→ **Exercise requirements**:
Find the line that contains "Every instance of the camouflage pants"; then retype it and each line after it, exactly, through the final line of the data below.

START Material provided

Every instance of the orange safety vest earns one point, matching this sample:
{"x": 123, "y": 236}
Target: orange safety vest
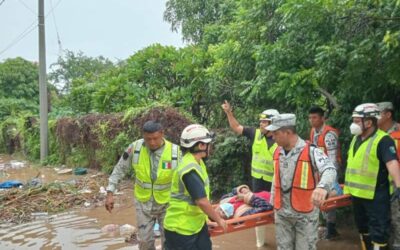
{"x": 321, "y": 141}
{"x": 303, "y": 183}
{"x": 396, "y": 137}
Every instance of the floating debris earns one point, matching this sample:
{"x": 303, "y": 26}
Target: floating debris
{"x": 18, "y": 204}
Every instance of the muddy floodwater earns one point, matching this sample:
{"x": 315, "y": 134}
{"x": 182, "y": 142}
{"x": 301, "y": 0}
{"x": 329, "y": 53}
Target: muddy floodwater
{"x": 81, "y": 228}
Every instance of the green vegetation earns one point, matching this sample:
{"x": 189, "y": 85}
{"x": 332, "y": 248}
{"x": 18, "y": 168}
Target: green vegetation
{"x": 256, "y": 54}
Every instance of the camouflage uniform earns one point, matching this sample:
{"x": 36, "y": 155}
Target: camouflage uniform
{"x": 147, "y": 213}
{"x": 296, "y": 230}
{"x": 395, "y": 211}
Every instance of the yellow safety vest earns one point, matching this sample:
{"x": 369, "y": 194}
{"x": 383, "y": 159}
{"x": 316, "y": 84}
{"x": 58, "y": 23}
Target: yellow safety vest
{"x": 144, "y": 185}
{"x": 363, "y": 167}
{"x": 183, "y": 215}
{"x": 262, "y": 164}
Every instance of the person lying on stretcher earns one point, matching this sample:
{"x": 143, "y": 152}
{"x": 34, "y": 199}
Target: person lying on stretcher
{"x": 241, "y": 202}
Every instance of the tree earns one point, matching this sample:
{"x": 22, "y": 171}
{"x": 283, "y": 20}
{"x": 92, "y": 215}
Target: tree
{"x": 72, "y": 66}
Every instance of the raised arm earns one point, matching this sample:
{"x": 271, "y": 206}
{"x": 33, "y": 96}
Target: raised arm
{"x": 233, "y": 123}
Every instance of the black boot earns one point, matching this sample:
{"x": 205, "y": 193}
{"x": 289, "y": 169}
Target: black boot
{"x": 366, "y": 243}
{"x": 380, "y": 246}
{"x": 332, "y": 233}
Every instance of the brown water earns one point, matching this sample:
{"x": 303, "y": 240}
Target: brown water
{"x": 81, "y": 229}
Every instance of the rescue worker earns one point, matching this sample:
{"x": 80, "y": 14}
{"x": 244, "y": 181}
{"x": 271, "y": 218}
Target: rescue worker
{"x": 153, "y": 160}
{"x": 263, "y": 147}
{"x": 186, "y": 219}
{"x": 371, "y": 157}
{"x": 296, "y": 194}
{"x": 390, "y": 126}
{"x": 326, "y": 138}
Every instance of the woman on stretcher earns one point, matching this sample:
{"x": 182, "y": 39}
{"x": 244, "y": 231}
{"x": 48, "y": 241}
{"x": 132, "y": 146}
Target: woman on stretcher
{"x": 241, "y": 201}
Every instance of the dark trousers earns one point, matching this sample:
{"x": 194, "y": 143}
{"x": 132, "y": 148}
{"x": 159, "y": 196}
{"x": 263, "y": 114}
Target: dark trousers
{"x": 259, "y": 185}
{"x": 373, "y": 216}
{"x": 199, "y": 241}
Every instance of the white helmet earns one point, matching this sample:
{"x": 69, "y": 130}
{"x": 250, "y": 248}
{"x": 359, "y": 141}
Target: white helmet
{"x": 267, "y": 114}
{"x": 367, "y": 110}
{"x": 195, "y": 133}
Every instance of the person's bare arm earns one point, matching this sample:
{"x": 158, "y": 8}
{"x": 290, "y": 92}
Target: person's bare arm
{"x": 394, "y": 170}
{"x": 205, "y": 205}
{"x": 233, "y": 123}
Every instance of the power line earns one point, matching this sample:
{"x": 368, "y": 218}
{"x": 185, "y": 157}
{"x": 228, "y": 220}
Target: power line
{"x": 53, "y": 8}
{"x": 27, "y": 7}
{"x": 27, "y": 31}
{"x": 55, "y": 25}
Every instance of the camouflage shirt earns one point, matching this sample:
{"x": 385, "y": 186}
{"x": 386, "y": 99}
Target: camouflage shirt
{"x": 287, "y": 163}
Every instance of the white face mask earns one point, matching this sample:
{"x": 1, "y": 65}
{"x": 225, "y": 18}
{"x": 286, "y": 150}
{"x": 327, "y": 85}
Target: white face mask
{"x": 355, "y": 129}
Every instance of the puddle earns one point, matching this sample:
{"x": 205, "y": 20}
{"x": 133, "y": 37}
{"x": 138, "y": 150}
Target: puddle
{"x": 81, "y": 229}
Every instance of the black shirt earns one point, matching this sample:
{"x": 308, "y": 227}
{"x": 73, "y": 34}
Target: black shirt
{"x": 195, "y": 185}
{"x": 386, "y": 152}
{"x": 250, "y": 133}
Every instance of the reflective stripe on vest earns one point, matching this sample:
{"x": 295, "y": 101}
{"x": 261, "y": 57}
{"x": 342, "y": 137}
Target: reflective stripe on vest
{"x": 396, "y": 137}
{"x": 262, "y": 165}
{"x": 363, "y": 167}
{"x": 144, "y": 185}
{"x": 303, "y": 183}
{"x": 321, "y": 141}
{"x": 183, "y": 215}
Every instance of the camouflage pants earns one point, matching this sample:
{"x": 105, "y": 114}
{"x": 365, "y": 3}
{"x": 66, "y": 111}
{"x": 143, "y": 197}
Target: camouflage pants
{"x": 395, "y": 231}
{"x": 147, "y": 214}
{"x": 296, "y": 233}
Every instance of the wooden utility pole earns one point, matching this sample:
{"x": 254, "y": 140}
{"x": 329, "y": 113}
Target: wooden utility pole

END Material provided

→ **Solution to this problem**:
Every instance of the camouflage pants earns one point, matching this sample:
{"x": 105, "y": 114}
{"x": 365, "y": 3}
{"x": 66, "y": 111}
{"x": 143, "y": 197}
Target: camouflage pants
{"x": 395, "y": 231}
{"x": 147, "y": 214}
{"x": 296, "y": 233}
Every instance of the wooden utility pole earns one point, matching this sample:
{"x": 254, "y": 140}
{"x": 329, "y": 113}
Target: wooden utility pole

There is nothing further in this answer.